Excerpted text:
▼▼▼

As major corporations and small businesses both strive to compete for new employee talent, the HR benefits specialist has become one of the most important positions within the organization. What does a benefits specialist do? The human resources benefits specialist is essentially charged with:
- finding the best deal on all kinds of employee “perks” that add value to the job
- enhancing a compensation package
- keeping employees from considering offers from competing employers that might flaunt their own set of benefits and perks
- understanding the federal and state laws that govern these benefits
Some of the tasks included in a benefits specialist job description might include:
- assisting with benefits enrollments
- educating employees about their benefits or changes to the employee benefits program
- researching and solving any employee benefits issues that arise
This job of a human resource benefits specialist is high-stakes. It is also a particularly good fit for those who are:
- technically minded
- ready to compare budgets and costs
- able to recommend specific options to top-level managers and executive leadership within their organization
Benefits specialists may also be called employment benefits specialists. Another popular job title is compensation specialist. Those who work with unions may be called a union benefit coordinator or union benefits specialist. Regardless of the title, a benefits specialist is an essential role within a human resources department. So, what does this specialist do throughout the day and over time?

▲▲▲

Work request 1: In the text on the HR benefits specialist role, what titles may a benefits specialist who works with unions hold?
Work request 2: Proceed with the text on the HR benefits specialist role, starting after its closing question.

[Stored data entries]

▼▼▼

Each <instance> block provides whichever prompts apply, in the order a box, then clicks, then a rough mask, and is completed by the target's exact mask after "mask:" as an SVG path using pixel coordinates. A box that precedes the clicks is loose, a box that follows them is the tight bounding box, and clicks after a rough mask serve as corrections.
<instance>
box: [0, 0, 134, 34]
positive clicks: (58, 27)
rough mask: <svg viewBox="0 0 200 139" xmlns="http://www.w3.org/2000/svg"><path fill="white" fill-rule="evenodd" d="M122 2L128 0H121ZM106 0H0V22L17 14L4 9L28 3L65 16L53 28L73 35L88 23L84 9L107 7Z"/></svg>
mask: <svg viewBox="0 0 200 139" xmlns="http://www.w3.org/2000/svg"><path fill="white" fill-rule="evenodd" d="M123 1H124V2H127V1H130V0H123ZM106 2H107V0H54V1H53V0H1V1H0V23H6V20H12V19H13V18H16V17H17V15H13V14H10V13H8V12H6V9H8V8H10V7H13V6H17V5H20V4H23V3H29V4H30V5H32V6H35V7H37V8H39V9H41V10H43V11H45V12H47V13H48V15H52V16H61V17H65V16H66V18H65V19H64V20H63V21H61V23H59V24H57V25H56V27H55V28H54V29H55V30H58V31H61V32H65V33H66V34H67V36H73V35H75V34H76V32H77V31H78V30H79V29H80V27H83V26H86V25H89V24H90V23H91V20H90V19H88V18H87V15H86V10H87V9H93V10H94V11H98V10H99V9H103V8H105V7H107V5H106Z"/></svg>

▲▲▲

Task result 1: Union benefit coordinator or union benefits specialist.

Task result 2:
Compare Costs to the Organization of Popular Benefit Plans
Employee benefits specialists are essentially charged first and foremost with getting the company the best possible deal on an attractive benefits package. That means they’ll compare health insurance packages from multiple companies, for example, in an effort to find the one that requires the least corporate spending for the best overall health package for employees. They’ll also apply this routine to:
- dental packages
- life insurance benefits
- company investments
- 401(k) plans
Typically, contracts for these benefit programs are negotiated on at least a one-year basis. Corporations may sign multi-year agreements to save on the cost of benefits even further. The employee benefits specialist will determine which contract length is the best deal. They’ll begin comparison procedures as that contract draws to a close.
Choice of Investment Mechanism, Pension Terms and Retirement Savings Plans
Benefits specialists need to be concerned not only with employee wellbeing and health benefits, but also with the ongoing costs of a retirement program. This requires specialists to compare and contrast all available options, including:
- company 401(k) providers
- matching contribution programs
- a standard fixed-benefit pension system
- IRA contribution options
These are high-stakes decisions affect how employees can expect to live after they’ve finished their careers and moved into retirement. As a result, decisions involve extensive consultation with:
- fellow specialists
- high-level managers
Benefits specialists will also hold meetings with employees. Changes are rare, though they’re often executed if the company can save money without lowering the quality of the program over time.
Interaction with Employees and the Public
Because of their extensive benefits knowledge, specialists may be asked to help educate employees on their options when it comes to choosing:
- health care packages
- insurance packages
- retirement programs
They may also work in some capacity with publishing houses, creating guides to each of these programs that can be printed, published and distributed by organizations all across the country. In this capacity, the specialist serves as more of an intermediary and an educator. This requires extensive:
- human resources knowledge
- seasoned benefits negotiation experience
- the ability to interface with the public in a relatable way
A master’s degree in human resource management can be beneficial for an HR professional seeking a role as a benefits specialist.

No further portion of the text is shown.